The problem
Look below for the line containing "Where can the palm"; from there, print each line exactly up to and including the line containing "Target: utility pole", and stop.

*** Listed entries ***

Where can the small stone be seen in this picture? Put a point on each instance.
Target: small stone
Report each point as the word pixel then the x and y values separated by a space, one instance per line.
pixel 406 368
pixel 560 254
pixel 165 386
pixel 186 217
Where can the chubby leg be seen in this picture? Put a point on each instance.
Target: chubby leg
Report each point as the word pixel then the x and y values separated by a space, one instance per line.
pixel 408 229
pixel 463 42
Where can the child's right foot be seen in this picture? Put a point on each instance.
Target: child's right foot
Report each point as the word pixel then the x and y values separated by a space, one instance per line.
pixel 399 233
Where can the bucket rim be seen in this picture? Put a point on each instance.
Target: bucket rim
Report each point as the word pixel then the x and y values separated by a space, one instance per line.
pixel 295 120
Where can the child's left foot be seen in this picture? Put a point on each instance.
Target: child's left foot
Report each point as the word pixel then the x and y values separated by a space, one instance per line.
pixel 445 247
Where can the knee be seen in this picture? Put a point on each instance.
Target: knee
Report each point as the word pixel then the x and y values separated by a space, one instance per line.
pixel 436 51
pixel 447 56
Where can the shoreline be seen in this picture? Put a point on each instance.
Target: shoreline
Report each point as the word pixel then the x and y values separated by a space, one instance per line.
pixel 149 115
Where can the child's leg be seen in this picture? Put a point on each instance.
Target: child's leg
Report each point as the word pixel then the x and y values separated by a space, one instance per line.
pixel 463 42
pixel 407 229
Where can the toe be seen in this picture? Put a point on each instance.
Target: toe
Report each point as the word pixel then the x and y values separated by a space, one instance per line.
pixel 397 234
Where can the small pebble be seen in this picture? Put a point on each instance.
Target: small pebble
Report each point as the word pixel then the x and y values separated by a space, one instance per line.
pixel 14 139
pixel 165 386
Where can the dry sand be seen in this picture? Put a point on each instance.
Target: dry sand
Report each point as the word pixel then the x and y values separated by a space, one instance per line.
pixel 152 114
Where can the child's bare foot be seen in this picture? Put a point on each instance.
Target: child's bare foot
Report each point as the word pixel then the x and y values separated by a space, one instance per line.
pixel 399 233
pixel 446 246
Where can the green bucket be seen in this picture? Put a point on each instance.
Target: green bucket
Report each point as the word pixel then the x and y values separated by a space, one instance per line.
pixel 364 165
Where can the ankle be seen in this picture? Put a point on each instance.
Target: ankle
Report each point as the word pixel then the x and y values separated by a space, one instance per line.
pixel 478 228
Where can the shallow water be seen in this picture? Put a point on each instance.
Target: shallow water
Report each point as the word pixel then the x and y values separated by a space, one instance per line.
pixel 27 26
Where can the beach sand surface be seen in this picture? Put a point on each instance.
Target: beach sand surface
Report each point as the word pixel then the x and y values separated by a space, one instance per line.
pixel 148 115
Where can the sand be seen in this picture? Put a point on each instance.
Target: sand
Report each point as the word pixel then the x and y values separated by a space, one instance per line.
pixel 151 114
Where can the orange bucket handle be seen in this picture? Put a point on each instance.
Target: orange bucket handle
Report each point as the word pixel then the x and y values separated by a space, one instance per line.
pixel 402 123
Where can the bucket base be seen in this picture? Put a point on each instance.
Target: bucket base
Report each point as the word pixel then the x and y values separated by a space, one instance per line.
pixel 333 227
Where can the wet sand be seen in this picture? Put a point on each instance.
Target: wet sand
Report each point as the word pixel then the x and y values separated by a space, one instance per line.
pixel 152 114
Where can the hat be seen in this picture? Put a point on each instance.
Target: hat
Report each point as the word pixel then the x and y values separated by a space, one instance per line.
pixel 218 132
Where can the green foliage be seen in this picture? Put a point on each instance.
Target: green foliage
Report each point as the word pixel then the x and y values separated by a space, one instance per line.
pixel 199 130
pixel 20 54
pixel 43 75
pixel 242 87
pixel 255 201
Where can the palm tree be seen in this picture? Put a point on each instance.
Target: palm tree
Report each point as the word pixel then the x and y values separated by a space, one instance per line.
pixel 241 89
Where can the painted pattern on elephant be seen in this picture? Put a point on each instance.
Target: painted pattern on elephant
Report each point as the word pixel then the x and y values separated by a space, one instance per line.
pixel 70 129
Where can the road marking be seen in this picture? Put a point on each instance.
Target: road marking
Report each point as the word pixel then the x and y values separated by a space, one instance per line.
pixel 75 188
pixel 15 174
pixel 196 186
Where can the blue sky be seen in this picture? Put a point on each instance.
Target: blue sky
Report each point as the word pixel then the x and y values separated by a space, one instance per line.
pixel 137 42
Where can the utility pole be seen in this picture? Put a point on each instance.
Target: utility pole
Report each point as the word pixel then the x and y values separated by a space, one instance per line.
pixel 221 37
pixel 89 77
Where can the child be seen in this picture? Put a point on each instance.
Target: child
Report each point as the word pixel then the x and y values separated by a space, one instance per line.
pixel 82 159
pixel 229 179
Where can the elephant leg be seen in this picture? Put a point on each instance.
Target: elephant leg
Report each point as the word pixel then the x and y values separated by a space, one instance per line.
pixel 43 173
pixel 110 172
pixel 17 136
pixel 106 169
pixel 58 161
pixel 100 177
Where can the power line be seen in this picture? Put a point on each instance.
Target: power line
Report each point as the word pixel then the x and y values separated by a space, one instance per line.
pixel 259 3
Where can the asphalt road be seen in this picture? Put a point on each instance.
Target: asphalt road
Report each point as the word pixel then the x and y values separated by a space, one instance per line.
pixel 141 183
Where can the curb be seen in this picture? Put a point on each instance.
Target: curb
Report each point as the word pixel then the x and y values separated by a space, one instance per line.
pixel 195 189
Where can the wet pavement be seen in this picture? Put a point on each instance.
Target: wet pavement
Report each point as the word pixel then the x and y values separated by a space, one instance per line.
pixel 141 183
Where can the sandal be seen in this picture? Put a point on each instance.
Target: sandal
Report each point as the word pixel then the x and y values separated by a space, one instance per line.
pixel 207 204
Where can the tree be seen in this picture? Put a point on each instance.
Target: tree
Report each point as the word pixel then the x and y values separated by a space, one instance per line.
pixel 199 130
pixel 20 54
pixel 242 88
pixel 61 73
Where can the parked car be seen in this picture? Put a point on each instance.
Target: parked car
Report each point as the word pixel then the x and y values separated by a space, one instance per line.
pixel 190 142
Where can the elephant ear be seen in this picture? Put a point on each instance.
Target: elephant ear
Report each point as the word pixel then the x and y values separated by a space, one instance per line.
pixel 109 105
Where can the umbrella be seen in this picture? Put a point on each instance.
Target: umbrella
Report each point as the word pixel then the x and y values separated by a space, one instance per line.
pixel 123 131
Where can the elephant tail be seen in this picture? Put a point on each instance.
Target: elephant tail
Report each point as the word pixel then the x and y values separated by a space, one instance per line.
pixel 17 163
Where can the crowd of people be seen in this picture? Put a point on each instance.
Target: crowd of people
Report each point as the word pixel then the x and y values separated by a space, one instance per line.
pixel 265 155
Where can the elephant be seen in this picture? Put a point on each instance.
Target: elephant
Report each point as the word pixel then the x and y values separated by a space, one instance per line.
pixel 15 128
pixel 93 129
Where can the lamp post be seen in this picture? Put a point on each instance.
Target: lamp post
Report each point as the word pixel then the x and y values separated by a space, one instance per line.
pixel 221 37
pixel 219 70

*** End of Listed entries ***

Result below
Where can the palm tree be seen in this picture? Put a point on each instance.
Target: palm tree
Report each point as the word pixel then the x and y values separated by a space, one instance per line.
pixel 241 89
Where can the painted pattern on elephant be seen in this picture? Put a point on each instance.
Target: painted pattern on elephant
Report each point as the word pixel then the x and y values separated by a space, one instance per line.
pixel 70 129
Where can the road marking be seen in this picture? Put a point on each instance.
Target: road marking
Report each point as the word pixel then the x and y values separated by a space, one instance per line.
pixel 75 188
pixel 15 174
pixel 196 186
Where can the blue sky be seen in this picture? Put a point on each instance.
Target: blue sky
Report each point as the word pixel then the x and y values separated by a space, one instance per line.
pixel 137 42
Where can the utility pole be seen in this picture? Put a point on each instance.
Target: utility pole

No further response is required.